**List of tasks:**
(a) Copy word for word the section of the jobless rates article that starts with the words "In Lane County, which" and ends with "for those workers.".
(b) According to the jobless rates article, what unemployment rate did Crook County reach?

(Reading text)

Jobless rates keep rising

Published 7:19 am Tuesday, June 23, 2009

PORTLAND – The unemployment outlook remains bleak across Oregon.

Jobless figures released Monday by the Oregon Employment Department show that 33 of the state’s 36 counties posted unemployment rates of at least 10 percent in May. And the rate has doubled from a year ago in all but five counties.

The Crook County unemployment rate hit a statewide high of 20.9 percent. Deschutes County, with an unemployment rate of 16.7 percent, added about 1,000 jobs, mostly in tourism and hospitality. But that wasn’t enough to offset people from other sectors looking for work, particularly construction.

“In the summertime, when unemployment is supposed to be lower, ours has gone up,” said Carolyn Eagan, a regional economist based in Bend. “That’s one reason why these numbers are so disconcerting.”

In the Portland metro region, which includes seven counties, the unemployment rate of 12.3 percent was 0.4 percent higher than in April. That was considered good news because the jobless rate had been rising at a faster pace in recent months.

The Salem-area jobless rate climbed to 12.4 percent in May, on par with the rates reached during the recession of the early 1980s. Those looking for work at an employment office in northeast Salem know how tough it is to find a good job.

Maris Crimmins, a former state worker, told the Statesman Journal newspaper she hasn’t found steady work for a year. She did find six weeks of work at one point, and has been getting interviews, though she thinks younger applicants have an edge.

“All I want is a job that will let me pay the rent,” Crimmins said.

In Lane County, which includes Eugene, the unemployment rate jumped to 14.2 percent in May – the highest for that month since 1958, when the state Employment Department began recording the local jobless rate.

An estimated 11,000 Oregonians are projected to run out of unemployment benefits between September and December, said Tom Fuller, an Employment Department spokesman. The Legislature is considering House Bill 3500, which would extend benefits for those workers.

(End Reading text)
(Information)

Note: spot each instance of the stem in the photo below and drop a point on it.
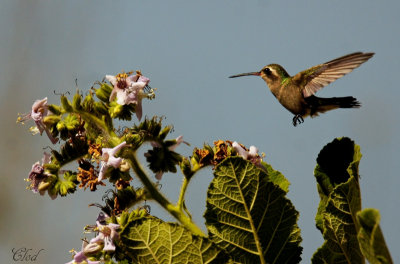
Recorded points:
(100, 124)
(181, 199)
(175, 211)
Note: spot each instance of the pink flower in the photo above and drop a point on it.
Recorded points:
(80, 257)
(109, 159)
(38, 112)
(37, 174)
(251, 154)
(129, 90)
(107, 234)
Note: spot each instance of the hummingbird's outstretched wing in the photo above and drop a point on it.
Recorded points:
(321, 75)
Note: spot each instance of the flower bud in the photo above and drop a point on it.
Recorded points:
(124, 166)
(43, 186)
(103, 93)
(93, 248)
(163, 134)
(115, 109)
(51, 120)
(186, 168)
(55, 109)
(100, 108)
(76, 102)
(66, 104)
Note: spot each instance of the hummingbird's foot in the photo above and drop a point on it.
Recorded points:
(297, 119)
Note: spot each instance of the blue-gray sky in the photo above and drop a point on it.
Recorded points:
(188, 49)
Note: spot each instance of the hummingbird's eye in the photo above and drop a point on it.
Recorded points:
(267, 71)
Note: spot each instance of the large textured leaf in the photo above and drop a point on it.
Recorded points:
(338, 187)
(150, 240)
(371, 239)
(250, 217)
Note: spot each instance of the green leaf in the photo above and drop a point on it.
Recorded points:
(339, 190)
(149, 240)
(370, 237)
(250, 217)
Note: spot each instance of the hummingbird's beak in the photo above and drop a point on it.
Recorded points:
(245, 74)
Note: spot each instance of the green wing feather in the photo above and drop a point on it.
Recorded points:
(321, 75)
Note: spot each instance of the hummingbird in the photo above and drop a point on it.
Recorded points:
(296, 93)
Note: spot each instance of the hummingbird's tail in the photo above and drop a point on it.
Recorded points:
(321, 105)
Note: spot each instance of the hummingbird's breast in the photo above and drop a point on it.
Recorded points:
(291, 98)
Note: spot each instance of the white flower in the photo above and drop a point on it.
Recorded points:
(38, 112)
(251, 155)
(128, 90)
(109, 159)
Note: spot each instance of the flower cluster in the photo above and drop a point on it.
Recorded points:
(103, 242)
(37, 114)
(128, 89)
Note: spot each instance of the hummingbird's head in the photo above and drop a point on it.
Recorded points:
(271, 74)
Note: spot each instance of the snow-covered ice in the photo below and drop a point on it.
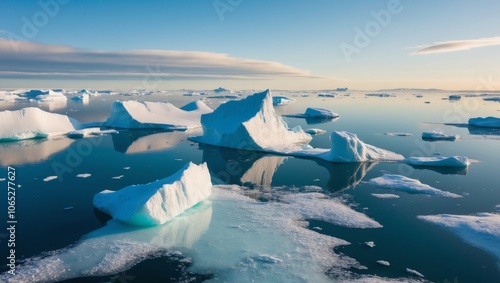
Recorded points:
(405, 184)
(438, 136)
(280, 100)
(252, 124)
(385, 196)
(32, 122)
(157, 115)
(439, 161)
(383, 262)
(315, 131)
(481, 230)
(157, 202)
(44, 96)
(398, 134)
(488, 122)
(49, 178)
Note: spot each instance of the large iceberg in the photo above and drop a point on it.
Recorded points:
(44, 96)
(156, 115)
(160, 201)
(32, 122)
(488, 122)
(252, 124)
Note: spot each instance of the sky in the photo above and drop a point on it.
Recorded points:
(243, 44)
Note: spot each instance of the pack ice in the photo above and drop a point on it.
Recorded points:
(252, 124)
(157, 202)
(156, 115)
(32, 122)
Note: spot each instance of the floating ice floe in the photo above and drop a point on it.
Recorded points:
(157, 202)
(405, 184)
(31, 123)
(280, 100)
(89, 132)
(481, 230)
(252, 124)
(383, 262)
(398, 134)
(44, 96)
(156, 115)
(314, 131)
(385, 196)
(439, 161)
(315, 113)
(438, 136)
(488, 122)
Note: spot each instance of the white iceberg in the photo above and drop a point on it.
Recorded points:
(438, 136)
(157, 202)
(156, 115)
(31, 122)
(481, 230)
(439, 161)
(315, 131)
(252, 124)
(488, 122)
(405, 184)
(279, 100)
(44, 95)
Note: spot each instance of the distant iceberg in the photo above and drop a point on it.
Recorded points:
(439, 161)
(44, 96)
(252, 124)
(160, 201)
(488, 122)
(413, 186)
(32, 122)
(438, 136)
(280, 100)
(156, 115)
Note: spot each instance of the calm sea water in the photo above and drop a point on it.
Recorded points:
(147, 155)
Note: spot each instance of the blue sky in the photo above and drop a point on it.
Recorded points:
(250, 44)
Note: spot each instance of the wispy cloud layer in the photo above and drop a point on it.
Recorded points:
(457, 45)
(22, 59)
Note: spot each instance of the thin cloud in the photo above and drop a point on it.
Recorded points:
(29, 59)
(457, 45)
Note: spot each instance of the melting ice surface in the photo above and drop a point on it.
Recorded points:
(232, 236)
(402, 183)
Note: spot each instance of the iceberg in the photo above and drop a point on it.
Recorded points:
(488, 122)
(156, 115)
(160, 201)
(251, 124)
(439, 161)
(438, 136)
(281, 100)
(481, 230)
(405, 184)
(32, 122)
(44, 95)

(End Information)

**Responses:**
(a)
In Lane County, which includes Eugene, the unemployment rate jumped to 14.2 percent in May – the highest for that month since 1958, when the state Employment Department began recording the local jobless rate.

An estimated 11,000 Oregonians are projected to run out of unemployment benefits between September and December, said Tom Fuller, an Employment Department spokesman. The Legislature is considering House Bill 3500, which would extend benefits for those workers.

(b) 20.9 percent